課題 1:
本文の「前回も触れたが、幕末から明治」で始まり「の意味を教えると喜んだ。…」」で終わる部分を、「老人」を「翁」に置き換えて書き直してください。

本文:
前回は秋葉街道の天竜川を松尾清水から知久平へと渡る時点で終えた。

 


街道が出来た頃はもちろん橋はなく、このときに渡った水神橋も3代目を数える。

橋が架かる明治時代以前は舟による「渡船」で、清水からは2カ所の渡し舟があったとのこと。(なお少し上流には明から虎岩への渡しもあったが、ここでは触れない)
ただし川岸すべてを舟ではなく、水神様が祀られた中州から知久平のある左岸へ渡る部分が渡船であったようだ。

 


現在は護岸に覆われているが知久平側に接岸し、現在水神様を祀る為に建てられた石製の鳥居のあたりに登ってきていた。

 


街道はここから坂を登る。その坂の入口左には道標があるが、自分は写真を撮り忘れた。

背面に知久平青年会が建てた事が刻まれた石製の道標である。

 

この坂を登り、交差を左へと進むがこの坂を「お観音坂」と呼ぶ。

 

これは近くに観音碑があることからこう呼ばれた。
知久平でも主膳と呼ばれるこの一帯には、数多くの店や旅館が立ち並び活況であった。

 

前回も触れたが、幕末から明治初期にかけてのイギリス人外交官「アーネスト・サトウ」も、飯田から小川路峠を越えて行った事を著書「日本旅行日記」にて記しているのだが、ここ知久平での出来事は強烈な印象であったようで具体的なエピソードを記している。

 

「…渡し舟に乗って四時半に知久平に着いた。渡舟場で私は六十七歳の羽場平十郎という老人に会った。

彼は船待の間、仲間に戯曲の一部を読んで聞かせ楽しませていた。舟で渡っている間に突然雷雨に襲われ、このまま越久保まで行けばずぶ濡れになるに違いないと教えられた。その時その老人が、自宅でお茶でも飲んで嵐のおさまるのを待ったらどうかと勧めてくれた。老人は知久平の農民なのだそうだ。私は喜んでこの申し出を受け、彼の家に着いて行き玄関先に腰を下ろした。
子供や孫たちが私の回りによってきて歓迎の意を示したが、一人のりりしい若者は、祖父が見知らぬ人に椀飯(おうはん)振舞いなどして馬鹿みたいだと思っているようだった。私の背の高さが賛嘆の的となり、冗談混じりに一晩だけでも泊まって背の高い孫になってくれといったが、私の仲間が荷物を持って別のルートを回っているので、このまま私が姿を見せないと心配をかけるのだと説明した。彼は非常に美味なお茶と砂糖菓子、それに自家製の酒を出してくれた。冷やで飲む酒は格別であった。

四十五分ほど待っていると雨が止み、私は分かれを告げたが、彼は街道まで是非案内したいと言い、記念に一筆書いてもらいたいと言った。私は中国語で「雨宿りの世話になったうえ極上の酒や銘茶をご馳走になり厚く御礼申し上げる」と書いて渡した。彼は明らかに読めないようだったが、私がその意味を教えると喜んだ。…」

課題 2:
エントリの先頭から始まり「point(18, 40)」を含む行で終わる部分を、両端の行も含めてそのまま書き写してください。画像は回答から省いてください。

対象エントリ:
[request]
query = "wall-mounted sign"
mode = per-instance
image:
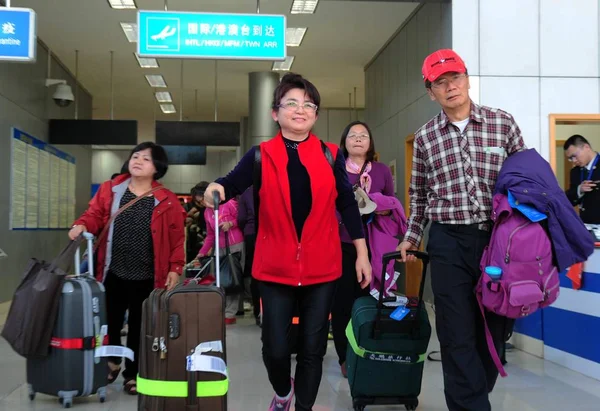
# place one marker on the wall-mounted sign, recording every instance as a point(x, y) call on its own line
point(211, 35)
point(18, 40)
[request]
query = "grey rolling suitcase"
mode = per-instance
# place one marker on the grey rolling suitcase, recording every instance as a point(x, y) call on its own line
point(71, 369)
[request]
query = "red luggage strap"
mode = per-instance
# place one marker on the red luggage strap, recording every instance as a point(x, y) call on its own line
point(86, 343)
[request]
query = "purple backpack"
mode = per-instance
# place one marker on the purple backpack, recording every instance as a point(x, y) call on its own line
point(529, 281)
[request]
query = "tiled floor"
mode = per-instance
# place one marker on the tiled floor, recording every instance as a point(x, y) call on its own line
point(533, 384)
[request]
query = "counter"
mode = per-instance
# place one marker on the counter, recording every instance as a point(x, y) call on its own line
point(567, 332)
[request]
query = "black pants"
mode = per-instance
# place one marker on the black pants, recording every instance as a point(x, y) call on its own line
point(314, 303)
point(123, 295)
point(469, 372)
point(347, 291)
point(250, 243)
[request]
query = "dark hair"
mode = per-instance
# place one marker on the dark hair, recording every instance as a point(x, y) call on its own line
point(291, 81)
point(159, 158)
point(428, 83)
point(370, 151)
point(199, 189)
point(576, 140)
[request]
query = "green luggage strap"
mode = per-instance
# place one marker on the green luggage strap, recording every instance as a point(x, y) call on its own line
point(380, 356)
point(171, 389)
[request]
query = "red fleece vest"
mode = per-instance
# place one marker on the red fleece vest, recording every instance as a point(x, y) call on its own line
point(281, 257)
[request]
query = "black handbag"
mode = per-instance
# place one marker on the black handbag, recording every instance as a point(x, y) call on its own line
point(231, 270)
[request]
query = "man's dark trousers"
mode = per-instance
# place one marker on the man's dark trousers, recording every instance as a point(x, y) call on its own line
point(469, 372)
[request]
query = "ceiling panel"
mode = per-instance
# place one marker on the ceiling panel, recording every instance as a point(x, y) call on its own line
point(342, 37)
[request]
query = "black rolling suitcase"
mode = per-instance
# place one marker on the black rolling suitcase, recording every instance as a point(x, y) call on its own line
point(71, 369)
point(385, 357)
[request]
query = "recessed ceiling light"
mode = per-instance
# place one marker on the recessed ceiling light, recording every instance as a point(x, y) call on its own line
point(304, 6)
point(122, 4)
point(294, 36)
point(130, 30)
point(285, 65)
point(168, 108)
point(156, 80)
point(146, 62)
point(163, 97)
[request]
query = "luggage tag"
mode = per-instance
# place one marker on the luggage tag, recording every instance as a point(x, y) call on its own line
point(206, 363)
point(214, 346)
point(399, 313)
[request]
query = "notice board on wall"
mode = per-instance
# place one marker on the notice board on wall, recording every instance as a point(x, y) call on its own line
point(42, 188)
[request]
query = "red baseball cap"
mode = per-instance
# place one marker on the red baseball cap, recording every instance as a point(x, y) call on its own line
point(441, 62)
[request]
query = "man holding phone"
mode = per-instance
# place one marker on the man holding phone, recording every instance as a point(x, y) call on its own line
point(584, 189)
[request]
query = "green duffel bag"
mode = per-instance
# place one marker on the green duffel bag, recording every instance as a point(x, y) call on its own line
point(385, 357)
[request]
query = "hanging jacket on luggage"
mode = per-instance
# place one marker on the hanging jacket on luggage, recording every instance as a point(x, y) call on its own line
point(531, 180)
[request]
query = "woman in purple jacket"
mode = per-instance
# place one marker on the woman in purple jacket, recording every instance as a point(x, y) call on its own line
point(363, 171)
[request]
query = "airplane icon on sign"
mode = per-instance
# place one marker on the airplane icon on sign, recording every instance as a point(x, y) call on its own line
point(166, 32)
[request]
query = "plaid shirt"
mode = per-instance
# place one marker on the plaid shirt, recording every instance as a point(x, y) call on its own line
point(454, 173)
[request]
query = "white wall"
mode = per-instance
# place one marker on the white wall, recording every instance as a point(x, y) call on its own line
point(25, 103)
point(179, 178)
point(531, 58)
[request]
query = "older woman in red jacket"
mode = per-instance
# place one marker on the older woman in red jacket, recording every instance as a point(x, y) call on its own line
point(144, 248)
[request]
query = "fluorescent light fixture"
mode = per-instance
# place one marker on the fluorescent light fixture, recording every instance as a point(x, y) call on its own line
point(304, 6)
point(122, 4)
point(146, 62)
point(130, 30)
point(294, 36)
point(156, 80)
point(168, 108)
point(285, 65)
point(163, 97)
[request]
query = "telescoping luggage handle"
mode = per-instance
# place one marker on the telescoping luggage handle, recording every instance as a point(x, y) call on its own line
point(424, 257)
point(90, 255)
point(216, 203)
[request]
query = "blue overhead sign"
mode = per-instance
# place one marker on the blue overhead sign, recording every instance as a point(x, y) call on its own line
point(17, 34)
point(211, 35)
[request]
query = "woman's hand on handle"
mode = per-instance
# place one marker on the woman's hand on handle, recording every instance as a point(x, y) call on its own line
point(363, 265)
point(363, 271)
point(76, 231)
point(172, 280)
point(208, 194)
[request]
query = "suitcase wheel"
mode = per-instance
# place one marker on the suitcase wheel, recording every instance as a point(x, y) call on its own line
point(66, 402)
point(357, 405)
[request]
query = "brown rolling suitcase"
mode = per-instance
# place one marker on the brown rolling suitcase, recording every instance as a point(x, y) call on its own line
point(183, 330)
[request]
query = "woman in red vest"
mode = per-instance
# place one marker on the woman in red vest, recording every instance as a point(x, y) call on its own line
point(143, 248)
point(298, 251)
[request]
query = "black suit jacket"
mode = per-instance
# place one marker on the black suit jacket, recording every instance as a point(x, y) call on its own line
point(590, 202)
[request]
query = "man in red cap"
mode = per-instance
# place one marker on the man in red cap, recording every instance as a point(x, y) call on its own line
point(456, 160)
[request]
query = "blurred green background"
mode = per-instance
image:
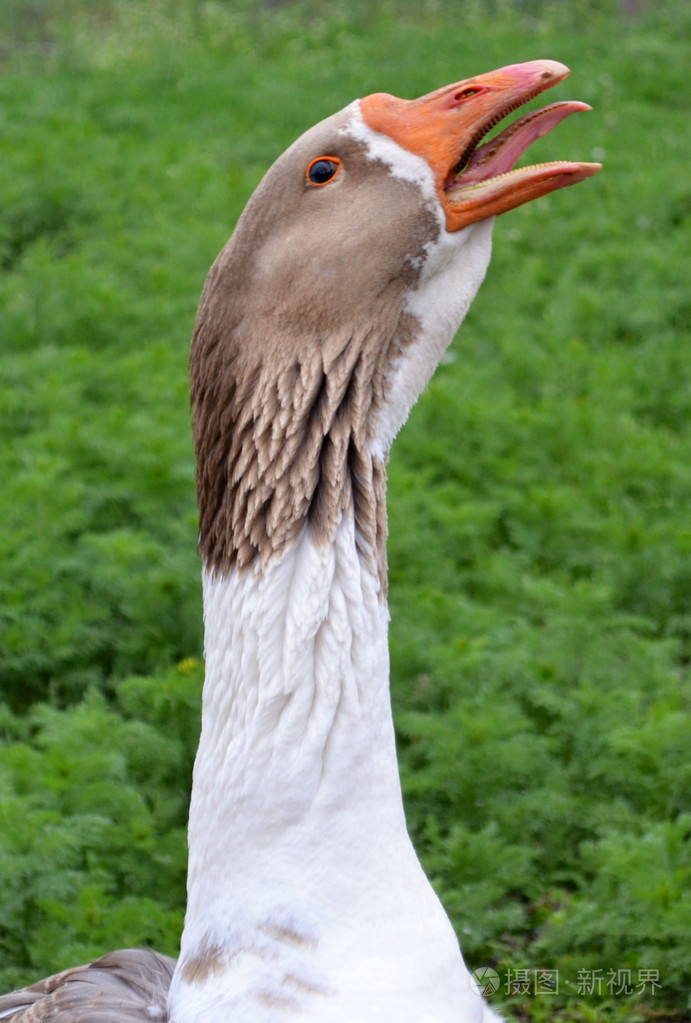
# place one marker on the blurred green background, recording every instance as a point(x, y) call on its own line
point(540, 534)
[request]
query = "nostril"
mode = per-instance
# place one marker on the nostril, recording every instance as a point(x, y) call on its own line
point(463, 94)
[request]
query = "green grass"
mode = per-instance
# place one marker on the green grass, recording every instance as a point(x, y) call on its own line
point(541, 541)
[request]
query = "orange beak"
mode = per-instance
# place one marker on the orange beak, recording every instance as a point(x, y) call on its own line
point(445, 128)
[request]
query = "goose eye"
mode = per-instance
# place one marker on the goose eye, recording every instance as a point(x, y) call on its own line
point(322, 170)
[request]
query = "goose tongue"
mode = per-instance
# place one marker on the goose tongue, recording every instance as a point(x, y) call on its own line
point(474, 181)
point(500, 156)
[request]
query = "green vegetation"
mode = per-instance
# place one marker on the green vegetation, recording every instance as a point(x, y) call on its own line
point(541, 540)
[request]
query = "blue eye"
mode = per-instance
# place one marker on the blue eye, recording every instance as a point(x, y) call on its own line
point(322, 170)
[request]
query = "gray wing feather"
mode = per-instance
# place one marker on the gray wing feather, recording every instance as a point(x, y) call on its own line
point(127, 986)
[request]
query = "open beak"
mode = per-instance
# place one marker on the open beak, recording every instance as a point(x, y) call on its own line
point(475, 181)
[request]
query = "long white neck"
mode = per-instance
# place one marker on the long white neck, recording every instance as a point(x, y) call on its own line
point(304, 893)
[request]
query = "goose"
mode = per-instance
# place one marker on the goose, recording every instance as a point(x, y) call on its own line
point(319, 324)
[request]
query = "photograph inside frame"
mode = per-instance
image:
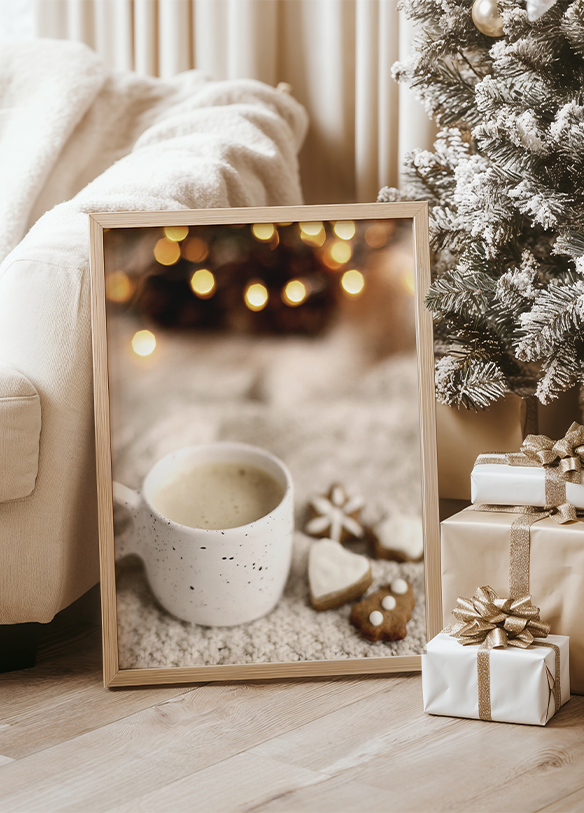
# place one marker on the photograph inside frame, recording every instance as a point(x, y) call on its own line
point(265, 442)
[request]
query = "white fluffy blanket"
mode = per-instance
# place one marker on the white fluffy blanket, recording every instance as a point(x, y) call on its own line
point(185, 143)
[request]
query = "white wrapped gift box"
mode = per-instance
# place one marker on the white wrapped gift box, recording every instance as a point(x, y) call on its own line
point(504, 484)
point(521, 680)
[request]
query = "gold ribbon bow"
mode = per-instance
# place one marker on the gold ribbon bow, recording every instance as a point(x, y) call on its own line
point(491, 622)
point(562, 461)
point(566, 454)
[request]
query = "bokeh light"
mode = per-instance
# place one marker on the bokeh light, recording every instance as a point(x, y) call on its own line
point(263, 231)
point(166, 251)
point(376, 235)
point(143, 343)
point(312, 233)
point(294, 293)
point(256, 296)
point(195, 250)
point(176, 233)
point(341, 252)
point(118, 287)
point(353, 282)
point(203, 283)
point(345, 229)
point(311, 228)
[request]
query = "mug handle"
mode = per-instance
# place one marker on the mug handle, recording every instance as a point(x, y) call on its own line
point(127, 542)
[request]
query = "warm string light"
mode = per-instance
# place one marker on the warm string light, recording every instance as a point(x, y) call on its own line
point(341, 252)
point(203, 283)
point(167, 252)
point(176, 233)
point(263, 232)
point(353, 282)
point(118, 287)
point(194, 250)
point(312, 233)
point(345, 229)
point(256, 296)
point(294, 293)
point(143, 343)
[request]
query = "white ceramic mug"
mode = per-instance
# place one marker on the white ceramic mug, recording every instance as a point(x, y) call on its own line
point(211, 577)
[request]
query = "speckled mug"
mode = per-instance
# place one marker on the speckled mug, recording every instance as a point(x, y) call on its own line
point(217, 578)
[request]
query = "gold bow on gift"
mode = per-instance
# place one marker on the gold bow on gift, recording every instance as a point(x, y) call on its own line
point(494, 622)
point(562, 462)
point(567, 454)
point(490, 621)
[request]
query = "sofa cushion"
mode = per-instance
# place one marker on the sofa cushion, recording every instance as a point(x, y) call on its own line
point(20, 429)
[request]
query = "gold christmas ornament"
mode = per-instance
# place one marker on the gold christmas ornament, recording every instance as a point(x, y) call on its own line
point(487, 18)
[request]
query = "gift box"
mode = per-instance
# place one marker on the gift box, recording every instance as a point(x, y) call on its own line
point(521, 684)
point(495, 481)
point(518, 554)
point(544, 472)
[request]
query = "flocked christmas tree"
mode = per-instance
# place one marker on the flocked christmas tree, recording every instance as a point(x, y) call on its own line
point(505, 184)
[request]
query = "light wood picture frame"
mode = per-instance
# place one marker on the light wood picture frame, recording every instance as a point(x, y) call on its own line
point(412, 218)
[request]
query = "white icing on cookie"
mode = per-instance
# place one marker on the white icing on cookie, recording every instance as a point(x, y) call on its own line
point(403, 533)
point(399, 587)
point(332, 568)
point(334, 515)
point(388, 603)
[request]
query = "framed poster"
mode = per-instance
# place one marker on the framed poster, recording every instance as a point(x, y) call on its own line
point(265, 434)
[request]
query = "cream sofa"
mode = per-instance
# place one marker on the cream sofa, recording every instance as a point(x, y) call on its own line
point(137, 144)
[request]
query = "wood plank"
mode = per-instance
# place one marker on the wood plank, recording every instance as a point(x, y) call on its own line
point(254, 781)
point(156, 746)
point(573, 803)
point(259, 783)
point(63, 697)
point(393, 744)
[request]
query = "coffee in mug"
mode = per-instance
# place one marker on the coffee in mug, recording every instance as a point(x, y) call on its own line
point(213, 525)
point(219, 495)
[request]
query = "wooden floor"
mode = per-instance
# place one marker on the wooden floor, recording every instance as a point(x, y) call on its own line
point(68, 744)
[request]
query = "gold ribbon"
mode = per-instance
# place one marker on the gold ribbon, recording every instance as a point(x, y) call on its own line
point(492, 622)
point(520, 538)
point(561, 460)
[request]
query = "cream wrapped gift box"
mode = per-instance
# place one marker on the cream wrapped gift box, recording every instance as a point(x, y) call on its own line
point(504, 484)
point(544, 472)
point(475, 549)
point(521, 680)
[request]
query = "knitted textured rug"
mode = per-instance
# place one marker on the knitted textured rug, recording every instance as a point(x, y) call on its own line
point(332, 414)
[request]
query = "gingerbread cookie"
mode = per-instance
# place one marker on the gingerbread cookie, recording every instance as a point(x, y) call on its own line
point(399, 537)
point(336, 515)
point(335, 575)
point(384, 614)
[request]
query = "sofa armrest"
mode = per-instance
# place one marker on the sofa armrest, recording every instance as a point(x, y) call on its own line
point(20, 429)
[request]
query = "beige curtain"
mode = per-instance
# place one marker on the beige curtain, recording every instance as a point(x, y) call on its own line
point(335, 54)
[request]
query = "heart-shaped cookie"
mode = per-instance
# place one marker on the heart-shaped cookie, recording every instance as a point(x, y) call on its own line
point(336, 575)
point(399, 537)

回答 1:
前回も触れたが、幕末から明治初期にかけてのイギリス人外交官「アーネスト・サトウ」も、飯田から小川路峠を越えて行った事を著書「日本旅行日記」にて記しているのだが、ここ知久平での出来事は強烈な印象であったようで具体的なエピソードを記している。

 

「…渡し舟に乗って四時半に知久平に着いた。渡舟場で私は六十七歳の羽場平十郎という翁に会った。

彼は船待の間、仲間に戯曲の一部を読んで聞かせ楽しませていた。舟で渡っている間に突然雷雨に襲われ、このまま越久保まで行けばずぶ濡れになるに違いないと教えられた。その時その翁が、自宅でお茶でも飲んで嵐のおさまるのを待ったらどうかと勧めてくれた。翁は知久平の農民なのだそうだ。私は喜んでこの申し出を受け、彼の家に着いて行き玄関先に腰を下ろした。
子供や孫たちが私の回りによってきて歓迎の意を示したが、一人のりりしい若者は、祖父が見知らぬ人に椀飯(おうはん)振舞いなどして馬鹿みたいだと思っているようだった。私の背の高さが賛嘆の的となり、冗談混じりに一晩だけでも泊まって背の高い孫になってくれといったが、私の仲間が荷物を持って別のルートを回っているので、このまま私が姿を見せないと心配をかけるのだと説明した。彼は非常に美味なお茶と砂糖菓子、それに自家製の酒を出してくれた。冷やで飲む酒は格別であった。

四十五分ほど待っていると雨が止み、私は分かれを告げたが、彼は街道まで是非案内したいと言い、記念に一筆書いてもらいたいと言った。私は中国語で「雨宿りの世話になったうえ極上の酒や銘茶をご馳走になり厚く御礼申し上げる」と書いて渡した。彼は明らかに読めないようだったが、私がその意味を教えると喜んだ。…」

回答 2:
[request]
query = "wall-mounted sign"
mode = per-instance
image:
# place one marker on the wall-mounted sign, recording every instance as a point(x, y) call on its own line
point(211, 35)
point(18, 40)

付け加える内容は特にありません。